= TASK TO CARRY OUT =
Copy out the news page about the listening app for children word for word, from start to finish.

= DOCUMENT SEGMENT =

########################################

Journal Logo

Breaking News

Read the latest news, research updates and trends in audiology and hearing care. Post comments and share with your colleagues!

Wednesday, February 12, 2020

New App Could Improve Listening Abilities of Children with Communication Disorders

Smarty Ears has received a grant from the National Institute of Health (NIH) to develop a technology that will help children who have difficulty understanding speech in noisy conditions. With this Small Business Innovation Research (SBIR) grant, the group aims to develop an innovative adaptive listening training system in the form of an iPad application (app) and to gather preliminary data to validate the usability and efficacy of the app. 

Smarty Ears develops mobile apps on speech therapy. It has created over 40 apps for children with speech and language delays and disorders, such as articulation delays, autism spectrum disorders (ASD), and down syndrome. This new app aims to help children with developmental disabilities, such as ASD and hearing loss, and difficulty with understanding speech in noise. A study that used eye tracking has found that children with ASD spend less time looking the at the face and mouth of a speaker compared with children with normal hearing, suggesting that children with ASD may have reduced access to critical articulatory information.

To develop a gamified prototype called Listening 2 Faces, Smarty Ears CEO and speech-language pathologist Barbara Fernandes and co-investigators translated previous preliminary research.

########################################

= ENTRIES SUPPLIED =
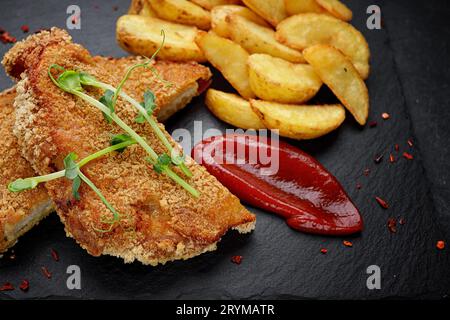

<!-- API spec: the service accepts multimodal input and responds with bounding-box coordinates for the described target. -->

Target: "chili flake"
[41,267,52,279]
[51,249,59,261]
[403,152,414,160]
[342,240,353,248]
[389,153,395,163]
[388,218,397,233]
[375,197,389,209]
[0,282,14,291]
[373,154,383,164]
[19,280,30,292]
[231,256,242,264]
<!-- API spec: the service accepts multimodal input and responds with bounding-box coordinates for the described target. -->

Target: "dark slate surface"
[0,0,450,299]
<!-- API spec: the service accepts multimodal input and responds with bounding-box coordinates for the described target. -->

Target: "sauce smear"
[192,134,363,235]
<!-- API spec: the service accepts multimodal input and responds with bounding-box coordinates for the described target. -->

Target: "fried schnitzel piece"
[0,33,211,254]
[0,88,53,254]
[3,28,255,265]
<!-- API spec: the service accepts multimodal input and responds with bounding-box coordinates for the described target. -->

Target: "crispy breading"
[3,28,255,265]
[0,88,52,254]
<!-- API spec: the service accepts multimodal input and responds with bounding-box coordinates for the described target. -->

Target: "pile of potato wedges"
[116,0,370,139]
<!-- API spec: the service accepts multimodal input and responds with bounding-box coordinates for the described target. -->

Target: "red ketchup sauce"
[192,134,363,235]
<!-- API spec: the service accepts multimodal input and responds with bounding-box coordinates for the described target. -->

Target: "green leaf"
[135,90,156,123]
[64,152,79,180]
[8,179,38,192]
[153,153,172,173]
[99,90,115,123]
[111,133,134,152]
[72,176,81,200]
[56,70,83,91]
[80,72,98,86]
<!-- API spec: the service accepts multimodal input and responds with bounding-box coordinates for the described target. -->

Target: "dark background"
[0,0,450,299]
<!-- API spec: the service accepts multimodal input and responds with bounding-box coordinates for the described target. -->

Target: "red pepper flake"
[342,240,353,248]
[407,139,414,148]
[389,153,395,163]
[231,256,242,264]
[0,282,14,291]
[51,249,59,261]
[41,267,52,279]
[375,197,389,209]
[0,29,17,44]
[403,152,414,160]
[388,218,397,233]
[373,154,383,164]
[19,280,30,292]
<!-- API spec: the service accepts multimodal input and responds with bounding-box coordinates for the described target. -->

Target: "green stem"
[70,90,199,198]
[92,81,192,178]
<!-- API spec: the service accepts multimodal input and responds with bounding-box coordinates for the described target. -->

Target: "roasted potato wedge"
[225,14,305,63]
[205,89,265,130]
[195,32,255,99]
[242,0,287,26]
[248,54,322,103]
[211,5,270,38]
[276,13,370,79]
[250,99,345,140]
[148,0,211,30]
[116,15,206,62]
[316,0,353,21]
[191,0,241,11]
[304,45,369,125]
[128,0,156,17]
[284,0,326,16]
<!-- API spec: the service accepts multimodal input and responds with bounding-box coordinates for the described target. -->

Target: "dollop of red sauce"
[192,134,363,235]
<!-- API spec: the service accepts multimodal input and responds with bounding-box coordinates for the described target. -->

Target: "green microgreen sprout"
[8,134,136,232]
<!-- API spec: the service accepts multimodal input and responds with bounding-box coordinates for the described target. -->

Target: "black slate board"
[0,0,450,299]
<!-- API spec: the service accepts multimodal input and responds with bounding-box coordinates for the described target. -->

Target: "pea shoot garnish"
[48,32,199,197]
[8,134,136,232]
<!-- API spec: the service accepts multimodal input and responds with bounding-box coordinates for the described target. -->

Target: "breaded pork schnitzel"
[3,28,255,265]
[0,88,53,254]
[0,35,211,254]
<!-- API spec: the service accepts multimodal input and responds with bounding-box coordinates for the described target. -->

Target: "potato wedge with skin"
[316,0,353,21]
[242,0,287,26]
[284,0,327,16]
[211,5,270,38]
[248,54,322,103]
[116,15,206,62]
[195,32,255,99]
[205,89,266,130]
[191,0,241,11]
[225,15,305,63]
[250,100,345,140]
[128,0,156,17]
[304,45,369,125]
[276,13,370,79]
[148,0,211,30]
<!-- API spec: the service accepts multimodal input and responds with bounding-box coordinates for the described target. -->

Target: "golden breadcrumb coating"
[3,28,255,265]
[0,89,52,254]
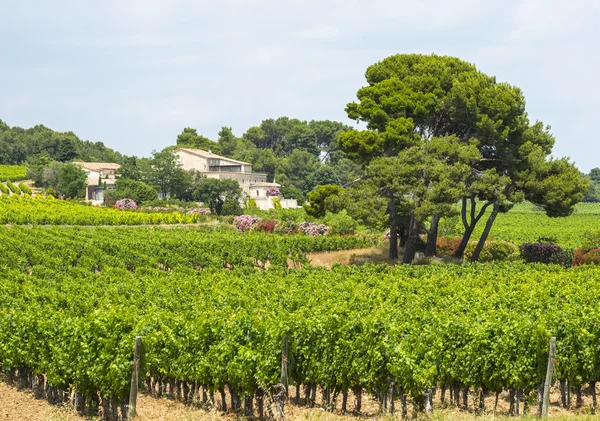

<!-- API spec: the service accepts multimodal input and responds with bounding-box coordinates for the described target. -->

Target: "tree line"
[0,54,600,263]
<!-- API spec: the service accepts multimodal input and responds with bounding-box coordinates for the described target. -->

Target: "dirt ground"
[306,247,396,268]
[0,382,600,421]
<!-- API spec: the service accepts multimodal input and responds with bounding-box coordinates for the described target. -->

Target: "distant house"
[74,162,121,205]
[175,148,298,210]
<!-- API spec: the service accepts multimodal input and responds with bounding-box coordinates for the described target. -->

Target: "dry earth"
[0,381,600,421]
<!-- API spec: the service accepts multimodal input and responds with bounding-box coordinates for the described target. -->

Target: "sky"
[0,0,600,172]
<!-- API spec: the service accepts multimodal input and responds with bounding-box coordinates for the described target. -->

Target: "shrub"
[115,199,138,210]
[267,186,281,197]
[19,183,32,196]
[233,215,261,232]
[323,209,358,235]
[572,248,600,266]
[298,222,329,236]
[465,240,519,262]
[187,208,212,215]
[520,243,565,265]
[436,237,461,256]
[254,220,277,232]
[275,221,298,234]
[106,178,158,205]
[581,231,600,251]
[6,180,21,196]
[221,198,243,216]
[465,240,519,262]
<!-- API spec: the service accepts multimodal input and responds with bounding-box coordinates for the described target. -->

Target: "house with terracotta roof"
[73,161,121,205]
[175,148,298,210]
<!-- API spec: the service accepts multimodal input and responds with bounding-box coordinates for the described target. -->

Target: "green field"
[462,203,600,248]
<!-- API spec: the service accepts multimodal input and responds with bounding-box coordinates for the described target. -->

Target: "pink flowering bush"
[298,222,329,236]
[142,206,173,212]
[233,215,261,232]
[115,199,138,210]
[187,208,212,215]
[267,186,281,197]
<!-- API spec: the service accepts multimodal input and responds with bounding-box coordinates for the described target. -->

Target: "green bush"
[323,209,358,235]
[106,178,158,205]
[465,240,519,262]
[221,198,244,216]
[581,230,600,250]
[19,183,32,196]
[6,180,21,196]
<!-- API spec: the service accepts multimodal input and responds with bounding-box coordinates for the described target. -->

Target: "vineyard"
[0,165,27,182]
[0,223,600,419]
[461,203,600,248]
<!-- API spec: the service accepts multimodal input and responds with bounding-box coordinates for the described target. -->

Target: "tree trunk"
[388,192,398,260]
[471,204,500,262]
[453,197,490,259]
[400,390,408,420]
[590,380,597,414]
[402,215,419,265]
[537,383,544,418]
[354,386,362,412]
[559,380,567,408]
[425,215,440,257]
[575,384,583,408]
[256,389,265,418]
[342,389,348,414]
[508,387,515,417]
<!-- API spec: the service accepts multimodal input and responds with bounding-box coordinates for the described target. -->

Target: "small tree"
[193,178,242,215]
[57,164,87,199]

########################################

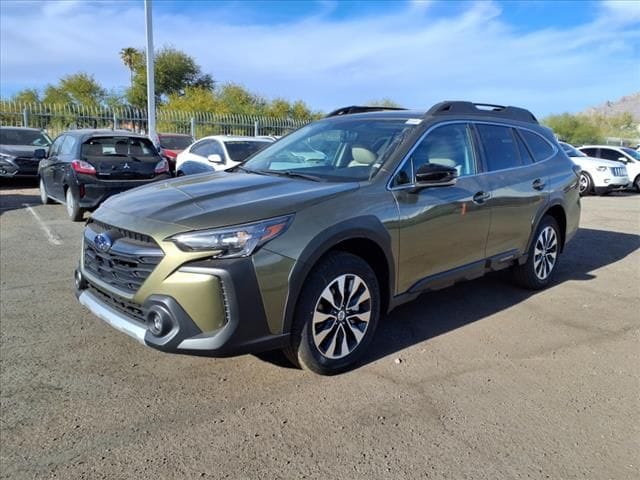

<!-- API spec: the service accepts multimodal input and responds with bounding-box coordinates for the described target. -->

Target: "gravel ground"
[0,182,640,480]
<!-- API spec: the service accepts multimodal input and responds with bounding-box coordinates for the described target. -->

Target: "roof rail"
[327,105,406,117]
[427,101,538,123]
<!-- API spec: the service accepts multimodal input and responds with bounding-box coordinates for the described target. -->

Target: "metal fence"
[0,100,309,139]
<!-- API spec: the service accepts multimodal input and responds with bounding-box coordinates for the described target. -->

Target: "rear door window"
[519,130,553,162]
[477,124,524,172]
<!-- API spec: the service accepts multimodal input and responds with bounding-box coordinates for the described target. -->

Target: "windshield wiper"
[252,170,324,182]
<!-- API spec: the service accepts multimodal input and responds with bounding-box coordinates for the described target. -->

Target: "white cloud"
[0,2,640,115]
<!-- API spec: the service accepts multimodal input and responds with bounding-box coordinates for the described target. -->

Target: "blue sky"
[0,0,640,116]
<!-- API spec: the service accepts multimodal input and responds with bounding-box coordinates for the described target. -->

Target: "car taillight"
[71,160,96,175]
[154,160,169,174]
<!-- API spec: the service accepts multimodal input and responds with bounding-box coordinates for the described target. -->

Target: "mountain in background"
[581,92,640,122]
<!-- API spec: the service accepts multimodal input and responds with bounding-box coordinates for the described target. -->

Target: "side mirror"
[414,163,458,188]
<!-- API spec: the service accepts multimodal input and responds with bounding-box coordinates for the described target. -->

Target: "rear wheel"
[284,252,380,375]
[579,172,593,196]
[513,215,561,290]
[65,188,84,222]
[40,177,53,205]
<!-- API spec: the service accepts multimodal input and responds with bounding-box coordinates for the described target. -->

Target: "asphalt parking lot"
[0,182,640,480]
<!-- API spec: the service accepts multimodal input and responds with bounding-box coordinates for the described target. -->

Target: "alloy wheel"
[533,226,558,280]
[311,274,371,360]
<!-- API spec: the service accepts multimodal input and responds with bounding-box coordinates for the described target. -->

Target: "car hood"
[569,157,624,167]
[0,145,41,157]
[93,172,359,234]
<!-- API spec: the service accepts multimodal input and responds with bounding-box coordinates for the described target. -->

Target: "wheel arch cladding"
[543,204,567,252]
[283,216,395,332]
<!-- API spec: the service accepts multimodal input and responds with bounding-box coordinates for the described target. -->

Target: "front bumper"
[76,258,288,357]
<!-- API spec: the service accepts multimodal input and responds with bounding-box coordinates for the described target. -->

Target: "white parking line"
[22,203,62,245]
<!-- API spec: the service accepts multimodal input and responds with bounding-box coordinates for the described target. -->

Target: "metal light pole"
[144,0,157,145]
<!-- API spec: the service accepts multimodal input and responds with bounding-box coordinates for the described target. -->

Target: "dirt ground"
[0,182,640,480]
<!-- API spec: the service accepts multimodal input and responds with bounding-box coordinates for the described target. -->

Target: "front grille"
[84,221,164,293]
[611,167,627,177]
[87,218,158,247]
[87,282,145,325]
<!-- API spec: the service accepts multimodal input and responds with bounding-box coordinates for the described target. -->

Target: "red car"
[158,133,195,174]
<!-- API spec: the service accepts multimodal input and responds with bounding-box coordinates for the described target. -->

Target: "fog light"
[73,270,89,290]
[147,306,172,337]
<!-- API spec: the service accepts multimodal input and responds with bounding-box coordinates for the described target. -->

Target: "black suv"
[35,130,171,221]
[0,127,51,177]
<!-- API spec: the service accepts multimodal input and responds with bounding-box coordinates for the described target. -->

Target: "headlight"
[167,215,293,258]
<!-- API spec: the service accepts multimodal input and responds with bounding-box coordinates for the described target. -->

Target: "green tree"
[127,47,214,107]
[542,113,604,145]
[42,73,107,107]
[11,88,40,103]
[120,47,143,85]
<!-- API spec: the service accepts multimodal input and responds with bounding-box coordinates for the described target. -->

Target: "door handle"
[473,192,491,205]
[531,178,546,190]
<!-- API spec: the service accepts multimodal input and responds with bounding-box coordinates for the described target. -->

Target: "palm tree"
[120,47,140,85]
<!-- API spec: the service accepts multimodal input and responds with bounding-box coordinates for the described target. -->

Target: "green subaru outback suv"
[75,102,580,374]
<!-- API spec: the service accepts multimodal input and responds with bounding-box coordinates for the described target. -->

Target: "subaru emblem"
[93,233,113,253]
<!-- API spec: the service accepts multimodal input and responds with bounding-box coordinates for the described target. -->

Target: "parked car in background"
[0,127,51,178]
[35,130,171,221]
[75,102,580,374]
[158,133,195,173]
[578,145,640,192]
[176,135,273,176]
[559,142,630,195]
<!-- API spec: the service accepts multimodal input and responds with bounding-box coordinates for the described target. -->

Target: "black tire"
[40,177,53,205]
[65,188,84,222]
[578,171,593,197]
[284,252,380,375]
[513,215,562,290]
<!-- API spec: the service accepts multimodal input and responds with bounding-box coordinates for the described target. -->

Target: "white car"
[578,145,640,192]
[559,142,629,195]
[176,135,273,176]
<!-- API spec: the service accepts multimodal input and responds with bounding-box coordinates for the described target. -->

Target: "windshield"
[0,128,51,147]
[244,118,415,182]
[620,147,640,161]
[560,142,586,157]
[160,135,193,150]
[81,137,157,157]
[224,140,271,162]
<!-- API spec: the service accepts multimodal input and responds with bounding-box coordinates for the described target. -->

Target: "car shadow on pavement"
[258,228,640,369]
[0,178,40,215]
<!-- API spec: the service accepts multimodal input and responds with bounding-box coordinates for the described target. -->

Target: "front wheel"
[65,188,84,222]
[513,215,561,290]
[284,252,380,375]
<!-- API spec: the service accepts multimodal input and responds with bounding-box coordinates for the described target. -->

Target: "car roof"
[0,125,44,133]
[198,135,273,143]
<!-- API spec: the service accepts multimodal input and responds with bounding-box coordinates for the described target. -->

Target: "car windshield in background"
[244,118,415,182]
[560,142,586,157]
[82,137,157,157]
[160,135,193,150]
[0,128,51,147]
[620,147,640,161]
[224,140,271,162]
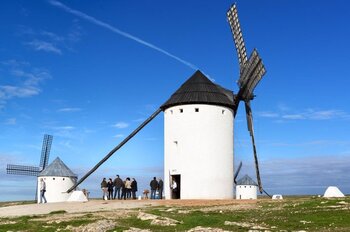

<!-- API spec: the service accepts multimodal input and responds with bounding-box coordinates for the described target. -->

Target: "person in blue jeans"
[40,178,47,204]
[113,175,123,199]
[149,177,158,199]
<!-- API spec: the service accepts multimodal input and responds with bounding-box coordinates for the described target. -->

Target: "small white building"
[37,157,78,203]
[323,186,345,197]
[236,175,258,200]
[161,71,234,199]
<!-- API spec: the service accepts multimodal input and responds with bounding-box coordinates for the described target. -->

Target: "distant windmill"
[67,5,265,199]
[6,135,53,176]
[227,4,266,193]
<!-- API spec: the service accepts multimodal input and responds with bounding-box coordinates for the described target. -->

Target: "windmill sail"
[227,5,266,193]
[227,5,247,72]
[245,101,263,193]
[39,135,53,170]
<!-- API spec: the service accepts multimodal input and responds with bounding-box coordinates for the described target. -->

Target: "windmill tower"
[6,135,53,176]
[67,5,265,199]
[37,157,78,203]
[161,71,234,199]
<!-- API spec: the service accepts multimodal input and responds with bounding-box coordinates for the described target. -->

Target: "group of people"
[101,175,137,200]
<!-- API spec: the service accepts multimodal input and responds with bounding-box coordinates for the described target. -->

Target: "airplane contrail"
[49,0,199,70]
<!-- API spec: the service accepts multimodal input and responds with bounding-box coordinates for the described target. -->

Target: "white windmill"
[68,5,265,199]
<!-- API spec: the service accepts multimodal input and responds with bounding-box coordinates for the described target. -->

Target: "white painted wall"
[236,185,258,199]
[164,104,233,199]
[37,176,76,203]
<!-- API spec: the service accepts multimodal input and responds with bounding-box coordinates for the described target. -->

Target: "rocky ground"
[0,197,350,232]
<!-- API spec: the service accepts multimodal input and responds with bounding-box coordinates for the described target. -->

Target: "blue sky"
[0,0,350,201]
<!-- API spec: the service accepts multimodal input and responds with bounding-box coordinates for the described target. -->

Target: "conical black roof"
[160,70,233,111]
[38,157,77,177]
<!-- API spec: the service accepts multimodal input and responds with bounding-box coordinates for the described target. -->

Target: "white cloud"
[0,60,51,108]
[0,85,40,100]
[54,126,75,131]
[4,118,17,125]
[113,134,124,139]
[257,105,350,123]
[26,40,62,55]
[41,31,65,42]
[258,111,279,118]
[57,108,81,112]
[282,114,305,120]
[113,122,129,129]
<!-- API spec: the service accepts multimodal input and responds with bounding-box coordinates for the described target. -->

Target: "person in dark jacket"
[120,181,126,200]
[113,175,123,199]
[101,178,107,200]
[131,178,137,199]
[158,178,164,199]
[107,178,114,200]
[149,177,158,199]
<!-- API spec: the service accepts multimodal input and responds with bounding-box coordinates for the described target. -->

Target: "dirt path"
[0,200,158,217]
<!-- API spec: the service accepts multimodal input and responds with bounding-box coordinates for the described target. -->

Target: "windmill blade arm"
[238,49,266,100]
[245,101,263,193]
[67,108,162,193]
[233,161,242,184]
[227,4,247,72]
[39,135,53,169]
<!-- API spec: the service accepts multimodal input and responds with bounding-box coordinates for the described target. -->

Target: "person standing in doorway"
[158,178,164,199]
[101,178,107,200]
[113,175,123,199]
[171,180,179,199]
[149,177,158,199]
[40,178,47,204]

########################################

= THE ANSWER =
Journal Logo

Breaking News

Read the latest news, research updates and trends in audiology and hearing care. Post comments and share with your colleagues!

Wednesday, February 12, 2020

New App Could Improve Listening Abilities of Children with Communication Disorders

Smarty Ears has received a grant from the National Institute of Health (NIH) to develop a technology that will help children who have difficulty understanding speech in noisy conditions. With this Small Business Innovation Research (SBIR) grant, the group aims to develop an innovative adaptive listening training system in the form of an iPad application (app) and to gather preliminary data to validate the usability and efficacy of the app. 

Smarty Ears develops mobile apps on speech therapy. It has created over 40 apps for children with speech and language delays and disorders, such as articulation delays, autism spectrum disorders (ASD), and down syndrome. This new app aims to help children with developmental disabilities, such as ASD and hearing loss, and difficulty with understanding speech in noise. A study that used eye tracking has found that children with ASD spend less time looking the at the face and mouth of a speaker compared with children with normal hearing, suggesting that children with ASD may have reduced access to critical articulatory information.

To develop a gamified prototype called Listening 2 Faces, Smarty Ears CEO and speech-language pathologist Barbara Fernandes and co-investigators translated previous preliminary research.